- **Passage**

As a professional working with children, you have the capacity to confront and challenge the status quo of policies, practices, and other systemic factors that perpetuate anti-Black racism within your field. 

Daring to Do™ equips you with the tools to do exactly that. In this series, you will: 

  • Learn about the historical and contemporary manifestations of anti-Black racism in child welfare;
  • Discuss the ways in which multiple social systems and sectors are implicated in the issue;
  •  Discover why and how white supremacy will resist the disruption of anti-Black racism; and
  • Access a framework for meaningful anti-racist action to protect and support the diverse youth and families you serve.

This three-module learning series presented by Kike Ojo-Thompson, is a must for any professional who is truly committed to providing equitable care for all of Canada’s children.

- **Requirement a**
Can you give the rows again from the start of the rows through the line containing "(1241, 801)", inclusive, replacing "ceramic" with "porcelain" and changing nothing else?

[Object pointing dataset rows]
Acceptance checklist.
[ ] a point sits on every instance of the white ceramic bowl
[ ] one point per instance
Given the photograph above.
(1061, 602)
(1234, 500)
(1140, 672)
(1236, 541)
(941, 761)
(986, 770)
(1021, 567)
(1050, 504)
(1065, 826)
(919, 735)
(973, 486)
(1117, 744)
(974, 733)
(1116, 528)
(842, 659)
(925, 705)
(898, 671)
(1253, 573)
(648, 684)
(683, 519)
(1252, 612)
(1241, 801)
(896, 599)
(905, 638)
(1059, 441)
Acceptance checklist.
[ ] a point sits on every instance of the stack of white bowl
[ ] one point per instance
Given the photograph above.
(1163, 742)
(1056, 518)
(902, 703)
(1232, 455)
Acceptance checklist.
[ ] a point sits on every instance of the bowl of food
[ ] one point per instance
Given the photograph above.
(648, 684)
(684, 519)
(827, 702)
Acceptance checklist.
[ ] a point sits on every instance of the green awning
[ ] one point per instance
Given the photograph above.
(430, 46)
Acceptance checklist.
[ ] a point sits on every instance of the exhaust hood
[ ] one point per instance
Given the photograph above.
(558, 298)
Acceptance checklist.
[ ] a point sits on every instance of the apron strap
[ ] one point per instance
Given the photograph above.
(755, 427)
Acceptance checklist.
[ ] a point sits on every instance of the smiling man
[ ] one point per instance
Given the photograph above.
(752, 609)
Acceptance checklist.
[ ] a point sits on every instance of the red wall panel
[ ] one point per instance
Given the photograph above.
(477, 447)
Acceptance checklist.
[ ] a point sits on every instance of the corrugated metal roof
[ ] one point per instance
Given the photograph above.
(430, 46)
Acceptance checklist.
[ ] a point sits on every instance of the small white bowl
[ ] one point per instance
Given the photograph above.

- **Requirement b**
Can you reproduce the anti-racism course description word for word, between "Daring to Do™" and "of Canada’s children.", inclusive?

- **Correct answer a**
Acceptance checklist.
[ ] a point sits on every instance of the white porcelain bowl
[ ] one point per instance
Given the photograph above.
(1061, 602)
(1234, 500)
(1140, 672)
(1236, 541)
(941, 761)
(986, 770)
(1021, 567)
(1050, 504)
(1065, 826)
(919, 735)
(973, 486)
(1117, 744)
(974, 733)
(1116, 528)
(842, 659)
(925, 705)
(898, 671)
(1253, 573)
(648, 684)
(683, 519)
(1252, 612)
(1241, 801)

- **Correct answer b**
Daring to Do™ equips you with the tools to do exactly that. In this series, you will: 

  • Learn about the historical and contemporary manifestations of anti-Black racism in child welfare;
  • Discuss the ways in which multiple social systems and sectors are implicated in the issue;
  •  Discover why and how white supremacy will resist the disruption of anti-Black racism; and
  • Access a framework for meaningful anti-racist action to protect and support the diverse youth and families you serve.

This three-module learning series presented by Kike Ojo-Thompson, is a must for any professional who is truly committed to providing equitable care for all of Canada’s children.